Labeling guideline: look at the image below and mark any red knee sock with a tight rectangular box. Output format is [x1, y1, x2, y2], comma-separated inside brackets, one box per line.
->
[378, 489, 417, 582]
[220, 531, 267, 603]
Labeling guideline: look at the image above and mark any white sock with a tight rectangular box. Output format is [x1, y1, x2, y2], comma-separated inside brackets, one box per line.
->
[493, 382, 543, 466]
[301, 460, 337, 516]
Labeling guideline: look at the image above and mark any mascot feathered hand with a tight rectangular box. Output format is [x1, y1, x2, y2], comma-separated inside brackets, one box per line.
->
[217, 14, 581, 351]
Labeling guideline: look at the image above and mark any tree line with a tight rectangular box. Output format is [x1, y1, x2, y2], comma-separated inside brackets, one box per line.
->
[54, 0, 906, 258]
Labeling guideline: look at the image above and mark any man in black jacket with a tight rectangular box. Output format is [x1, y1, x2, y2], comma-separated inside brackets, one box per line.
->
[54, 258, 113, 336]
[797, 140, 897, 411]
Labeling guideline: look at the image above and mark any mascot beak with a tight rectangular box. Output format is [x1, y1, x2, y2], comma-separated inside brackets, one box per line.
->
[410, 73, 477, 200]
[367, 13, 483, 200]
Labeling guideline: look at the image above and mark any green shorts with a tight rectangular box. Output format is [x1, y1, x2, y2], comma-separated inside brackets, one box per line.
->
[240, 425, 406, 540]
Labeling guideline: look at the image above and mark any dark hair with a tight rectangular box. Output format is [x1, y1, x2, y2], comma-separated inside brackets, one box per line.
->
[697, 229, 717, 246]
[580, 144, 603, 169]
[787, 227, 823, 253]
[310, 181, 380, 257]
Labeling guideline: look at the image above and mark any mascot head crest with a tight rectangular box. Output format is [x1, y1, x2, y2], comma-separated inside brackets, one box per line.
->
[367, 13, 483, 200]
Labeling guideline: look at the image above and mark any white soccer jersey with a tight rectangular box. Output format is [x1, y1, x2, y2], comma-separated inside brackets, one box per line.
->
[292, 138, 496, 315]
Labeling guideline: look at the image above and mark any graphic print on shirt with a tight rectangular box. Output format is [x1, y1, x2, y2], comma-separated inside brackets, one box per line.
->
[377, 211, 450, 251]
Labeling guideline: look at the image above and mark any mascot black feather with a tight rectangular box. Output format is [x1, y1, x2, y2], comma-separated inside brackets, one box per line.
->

• **SET PROBLEM**
Please write out all of the lines above again, changing "tight rectangular box" to "close-fitting bounding box" every time it occurs and keeping everything else the same.

• **REPLY**
Labeling guideline: look at the image below and mark any red knee sock with a close-fitting bounding box. Output format is [x1, y1, x2, y2], comma-separated inside brackets, one box per line.
->
[378, 489, 417, 582]
[220, 531, 267, 603]
Labeling guideline: look at the image above and mark any white sock with a close-fitting bounding box. Output format is [x1, y1, x2, y2], comma-separated inside brackets, one box per line.
->
[493, 382, 543, 466]
[301, 460, 337, 516]
Labeling guideline: look at the image above and mark any mascot feathered hand with a close-fitting bounding box. Output format is [x1, y1, x2, y2], comma-separated inside brackets, one box per line.
->
[217, 14, 581, 351]
Labeling guideline: look at the image above and mark any tree line with a close-fitting bounding box. Output format is [x1, y1, x2, y2], comma-separated inside brackets, one box per line.
->
[54, 0, 906, 258]
Labeling guideline: look at the image above and mark any man in black jacket with a close-fitting bounding box. Output format is [x1, y1, x2, y2], comma-separated inside brackets, one box per line.
->
[54, 258, 113, 336]
[797, 140, 897, 411]
Labeling guideline: look at the image above and mark any mascot beak with a close-fitting bounding box. Output format is [x1, y1, x2, y2], comma-separated inside brackets, one box per line.
->
[410, 73, 477, 200]
[367, 13, 483, 200]
Labeling guideline: look at the image above and mark any green shorts with a close-fitting bounding box. Output format is [x1, y1, x2, y2], comma-separated inside brackets, one box per line.
->
[240, 425, 406, 540]
Labeling guideline: look at the image above and mark any dark hair with a close-fitting bounding box. Output format is [x1, y1, x2, y2], comma-separated inside brackets, one box per line.
->
[697, 229, 717, 246]
[580, 144, 603, 169]
[787, 227, 823, 253]
[310, 181, 380, 257]
Labeling guideline: look at the image above and mark any mascot head crest with a close-fitting bounding box. Output format is [x1, y1, x2, y2], comma-separated inside brackets, one box per line.
->
[367, 13, 483, 200]
Labeling guideline: look at the image above and mark any white soccer jersey with a close-fitting bounding box. Output format is [x1, y1, x2, y2], comma-separated inside brackets, one box per line.
->
[292, 138, 496, 315]
Labeling guideline: look at the image above and mark any graphic print on shirt with a close-fitting bounding box. Output format is [x1, y1, x2, y2], comma-separated inside brackets, one box per line.
->
[377, 211, 450, 251]
Labeling guideline: look at the image above and mark any mascot black feather with a close-fitting bounding box. Output format is [x1, y1, x2, y2], comma-separated inside brackets, one box per line.
->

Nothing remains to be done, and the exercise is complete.